#### [Extracted entries]
[Start of Attachment]
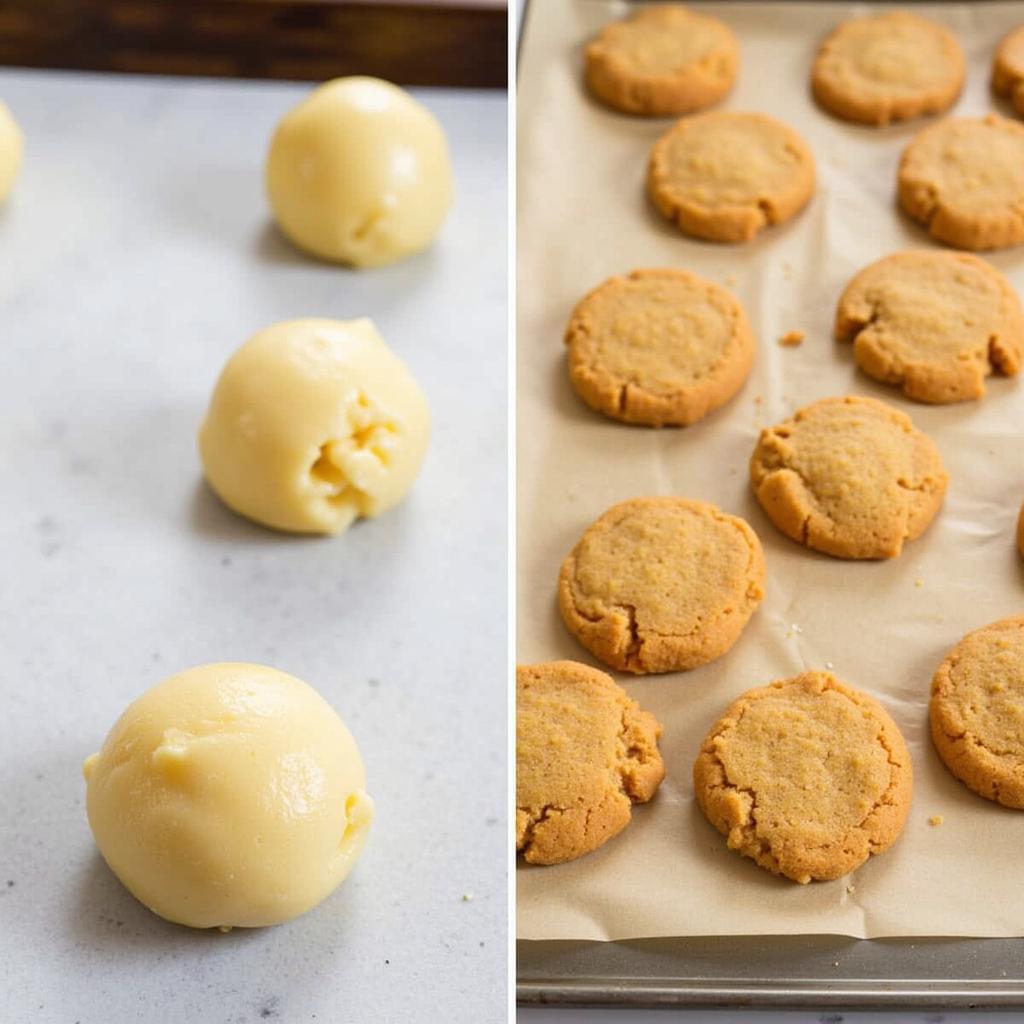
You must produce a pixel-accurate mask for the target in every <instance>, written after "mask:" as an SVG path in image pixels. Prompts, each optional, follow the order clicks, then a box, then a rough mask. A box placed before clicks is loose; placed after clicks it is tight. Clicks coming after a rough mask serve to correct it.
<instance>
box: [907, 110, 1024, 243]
mask: <svg viewBox="0 0 1024 1024" xmlns="http://www.w3.org/2000/svg"><path fill="white" fill-rule="evenodd" d="M898 180H899V201H900V205H901V206H902V207H903V209H904V210H905V211H906V213H907V214H909V216H911V217H912V218H913V219H914V220H916V221H919V222H920V223H922V224H924V225H925V226H926V227H927V228H928V230H929V232H930V233H931V236H932V238H934V239H938V241H939V242H944V243H945V244H946V245H949V246H953V247H954V248H956V249H974V250H983V249H1006V248H1007V247H1009V246H1017V245H1020V244H1021V243H1022V242H1024V125H1020V124H1018V123H1017V122H1016V121H1011V120H1010V119H1009V118H1000V117H998V116H997V115H995V114H989V115H987V116H986V117H983V118H946V119H945V120H943V121H939V122H938V123H937V124H934V125H929V127H927V128H925V129H924V130H923V131H921V132H919V133H918V134H916V135H915V136H914V137H913V139H911V141H910V143H909V145H907V147H906V148H905V150H904V151H903V156H902V158H901V160H900V165H899V178H898Z"/></svg>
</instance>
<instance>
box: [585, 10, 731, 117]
mask: <svg viewBox="0 0 1024 1024" xmlns="http://www.w3.org/2000/svg"><path fill="white" fill-rule="evenodd" d="M584 59H585V62H586V69H587V70H586V79H587V87H588V88H589V89H590V91H591V93H593V95H595V96H596V97H597V98H598V99H600V100H602V101H603V102H605V103H607V104H608V105H609V106H613V108H614V109H615V110H617V111H624V112H625V113H627V114H646V115H652V116H666V115H673V114H676V115H678V114H690V113H692V112H693V111H699V110H702V109H703V108H706V106H710V105H711V104H712V103H714V102H717V101H718V100H719V99H721V98H722V97H723V96H724V95H725V94H726V93H727V92H728V91H729V90H730V89H731V88H732V83H733V82H734V81H735V79H736V71H737V69H738V67H739V47H738V45H737V44H736V37H735V36H734V35H733V34H732V30H731V29H730V28H729V27H728V26H727V25H725V24H724V23H723V22H720V20H719V19H718V18H717V17H710V16H709V15H707V14H698V13H697V12H696V11H692V10H689V9H688V8H686V7H684V6H683V5H682V4H658V5H657V6H656V7H643V8H641V9H640V10H638V11H635V12H634V13H633V14H631V15H630V16H629V17H625V18H623V19H622V20H620V22H612V23H611V24H610V25H606V26H605V27H604V28H603V29H602V30H601V31H600V33H599V34H598V35H597V37H596V38H595V39H594V40H593V41H592V42H591V43H590V44H589V45H588V46H587V49H586V51H585V53H584Z"/></svg>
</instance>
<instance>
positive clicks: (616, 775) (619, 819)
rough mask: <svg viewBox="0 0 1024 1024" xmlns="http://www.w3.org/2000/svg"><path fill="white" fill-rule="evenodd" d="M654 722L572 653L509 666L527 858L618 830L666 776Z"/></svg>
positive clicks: (520, 843) (521, 809) (516, 848)
mask: <svg viewBox="0 0 1024 1024" xmlns="http://www.w3.org/2000/svg"><path fill="white" fill-rule="evenodd" d="M660 735H662V726H660V725H659V724H658V723H657V721H656V720H655V718H654V716H653V715H650V714H648V713H647V712H645V711H641V710H640V708H639V707H638V705H637V702H636V701H635V700H632V699H631V698H630V697H629V695H628V694H627V693H626V691H625V690H624V689H623V688H622V687H621V686H618V685H617V684H616V683H615V682H614V680H613V679H612V678H611V677H610V676H606V675H605V674H604V673H603V672H598V671H597V669H592V668H590V667H589V666H586V665H580V664H579V663H578V662H548V663H546V664H544V665H527V666H519V668H518V669H517V670H516V783H515V787H516V811H515V834H516V849H517V850H521V851H522V854H523V857H524V858H525V859H526V860H527V861H529V862H530V863H532V864H560V863H562V862H563V861H565V860H572V859H574V858H575V857H582V856H583V855H584V854H585V853H590V851H591V850H596V849H597V848H598V847H599V846H603V845H604V844H605V843H607V842H608V840H609V839H611V838H612V837H614V836H617V835H618V833H621V831H622V830H623V829H624V828H625V827H626V826H627V825H628V824H629V823H630V818H631V817H632V814H633V811H632V805H633V804H635V803H636V804H645V803H647V801H648V800H650V799H651V798H652V797H653V796H654V793H655V792H656V791H657V787H658V786H659V785H660V784H662V779H664V778H665V763H664V762H663V760H662V755H660V754H659V753H658V750H657V739H658V737H659V736H660Z"/></svg>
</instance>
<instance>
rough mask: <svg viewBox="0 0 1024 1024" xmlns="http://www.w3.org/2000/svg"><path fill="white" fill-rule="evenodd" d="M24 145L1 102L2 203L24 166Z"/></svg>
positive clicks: (11, 119) (1, 190) (4, 106)
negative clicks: (18, 173) (23, 153)
mask: <svg viewBox="0 0 1024 1024" xmlns="http://www.w3.org/2000/svg"><path fill="white" fill-rule="evenodd" d="M24 144H25V143H24V139H23V137H22V130H20V129H19V128H18V127H17V122H16V121H15V120H14V118H13V117H12V116H11V113H10V111H9V110H8V109H7V105H6V103H3V102H0V203H2V202H3V201H4V200H5V199H6V198H7V196H8V195H9V193H10V190H11V188H12V187H13V186H14V179H15V178H16V177H17V172H18V169H19V168H20V166H22V150H23V148H24Z"/></svg>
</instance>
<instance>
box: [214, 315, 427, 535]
mask: <svg viewBox="0 0 1024 1024" xmlns="http://www.w3.org/2000/svg"><path fill="white" fill-rule="evenodd" d="M429 433H430V412H429V410H428V408H427V400H426V398H425V397H424V395H423V392H422V391H421V390H420V387H419V385H418V384H417V383H416V381H415V380H414V379H413V376H412V374H410V372H409V370H408V369H407V367H406V365H404V364H403V362H402V361H401V360H400V359H399V358H398V357H397V356H396V355H395V354H394V353H393V352H392V351H391V350H390V349H389V348H388V347H387V345H386V344H385V343H384V340H383V339H382V338H381V336H380V335H379V334H378V333H377V329H376V328H375V327H374V325H373V323H372V322H371V321H369V319H365V318H364V319H357V321H329V319H301V321H289V322H287V323H284V324H276V325H274V326H273V327H269V328H266V329H265V330H263V331H260V332H259V334H256V335H254V336H253V337H252V338H250V339H249V341H247V342H246V343H245V344H244V345H243V346H242V347H241V348H240V349H239V350H238V351H237V352H236V353H234V354H233V355H232V356H231V358H230V359H229V360H228V362H227V366H226V367H225V368H224V370H223V373H221V375H220V379H219V380H218V381H217V387H216V389H215V390H214V392H213V398H212V399H211V401H210V409H209V411H208V413H207V415H206V421H205V422H204V423H203V427H202V430H201V431H200V437H199V444H200V454H201V456H202V459H203V469H204V472H205V473H206V478H207V480H208V481H209V483H210V486H211V487H213V489H214V490H215V492H216V493H217V495H218V496H219V497H220V498H221V499H222V501H223V502H224V504H225V505H227V506H229V507H230V508H231V509H233V510H234V511H236V512H238V513H240V514H241V515H244V516H248V517H249V518H250V519H255V520H256V522H260V523H263V524H264V525H266V526H272V527H274V528H275V529H284V530H291V531H293V532H298V534H339V532H341V531H342V530H343V529H346V528H347V527H348V526H349V525H351V523H352V522H353V520H355V519H356V518H358V517H360V516H370V517H373V516H377V515H380V514H381V513H382V512H384V511H386V510H387V509H389V508H391V507H392V506H393V505H396V504H397V503H398V502H400V501H401V499H402V498H404V496H406V494H407V493H408V490H409V488H410V487H411V486H412V485H413V481H414V480H415V479H416V474H417V472H418V471H419V469H420V465H421V463H422V462H423V456H424V454H425V452H426V447H427V438H428V436H429Z"/></svg>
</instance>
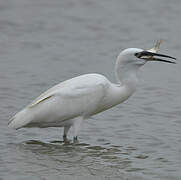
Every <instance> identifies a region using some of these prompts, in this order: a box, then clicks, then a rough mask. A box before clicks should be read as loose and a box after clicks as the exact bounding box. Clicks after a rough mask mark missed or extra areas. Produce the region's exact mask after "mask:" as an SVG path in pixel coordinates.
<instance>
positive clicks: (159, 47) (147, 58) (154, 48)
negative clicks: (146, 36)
mask: <svg viewBox="0 0 181 180" xmlns="http://www.w3.org/2000/svg"><path fill="white" fill-rule="evenodd" d="M161 43H162V40H159V41H157V43H156V45H155V46H154V47H153V48H151V49H149V50H146V51H142V52H140V53H136V54H135V56H136V57H137V58H140V59H144V60H146V61H161V62H166V63H172V64H176V62H174V61H170V60H167V59H161V58H158V57H164V58H169V59H173V60H176V58H175V57H172V56H168V55H164V54H159V53H157V52H158V51H159V49H160V44H161Z"/></svg>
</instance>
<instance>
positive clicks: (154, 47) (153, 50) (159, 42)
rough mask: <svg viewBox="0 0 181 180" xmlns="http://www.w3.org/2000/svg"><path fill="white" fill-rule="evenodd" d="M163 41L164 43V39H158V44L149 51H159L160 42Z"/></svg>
mask: <svg viewBox="0 0 181 180" xmlns="http://www.w3.org/2000/svg"><path fill="white" fill-rule="evenodd" d="M161 43H162V40H158V41H157V42H156V45H155V46H154V47H153V48H151V49H149V50H148V51H149V52H153V53H157V52H158V51H159V50H160V44H161Z"/></svg>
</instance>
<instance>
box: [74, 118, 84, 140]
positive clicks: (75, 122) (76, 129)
mask: <svg viewBox="0 0 181 180" xmlns="http://www.w3.org/2000/svg"><path fill="white" fill-rule="evenodd" d="M82 120H83V119H82V118H80V117H79V118H76V119H74V120H73V121H74V123H73V126H72V128H73V142H74V143H77V142H78V137H77V135H78V133H79V130H80V127H81V123H82Z"/></svg>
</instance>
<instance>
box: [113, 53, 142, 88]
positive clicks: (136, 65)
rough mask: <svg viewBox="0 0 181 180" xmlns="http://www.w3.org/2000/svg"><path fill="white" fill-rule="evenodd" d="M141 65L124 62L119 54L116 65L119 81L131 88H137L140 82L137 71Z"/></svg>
mask: <svg viewBox="0 0 181 180" xmlns="http://www.w3.org/2000/svg"><path fill="white" fill-rule="evenodd" d="M139 67H140V66H138V65H136V64H131V63H130V64H126V65H125V64H124V63H123V62H122V59H121V57H120V56H118V58H117V61H116V65H115V76H116V79H117V82H118V83H119V84H121V85H124V86H127V87H129V88H133V89H136V85H137V82H138V78H137V71H138V68H139Z"/></svg>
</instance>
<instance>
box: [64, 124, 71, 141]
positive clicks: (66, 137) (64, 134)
[End of Attachment]
#### [Work instruction]
Recast the entries, from their start up to and including the line with "box: [907, 110, 1024, 243]", as a Markdown table with columns Row and Line, numbering each row and skipping blank lines. Leave the pictures out of the table.

#### [Response area]
| Row | Line |
|---|---|
| 1 | You must produce a pixel-accurate mask for the target in every <instance>, written after "mask:" as an SVG path in image pixels. Prompts, each optional, follow the order clicks, then a box, then a rough mask. A box placed before clicks is loose; placed after clicks it is tight. Clicks coming after a rough mask serve to correct it. |
| 2 | <instance> |
| 3 | box: [907, 110, 1024, 243] |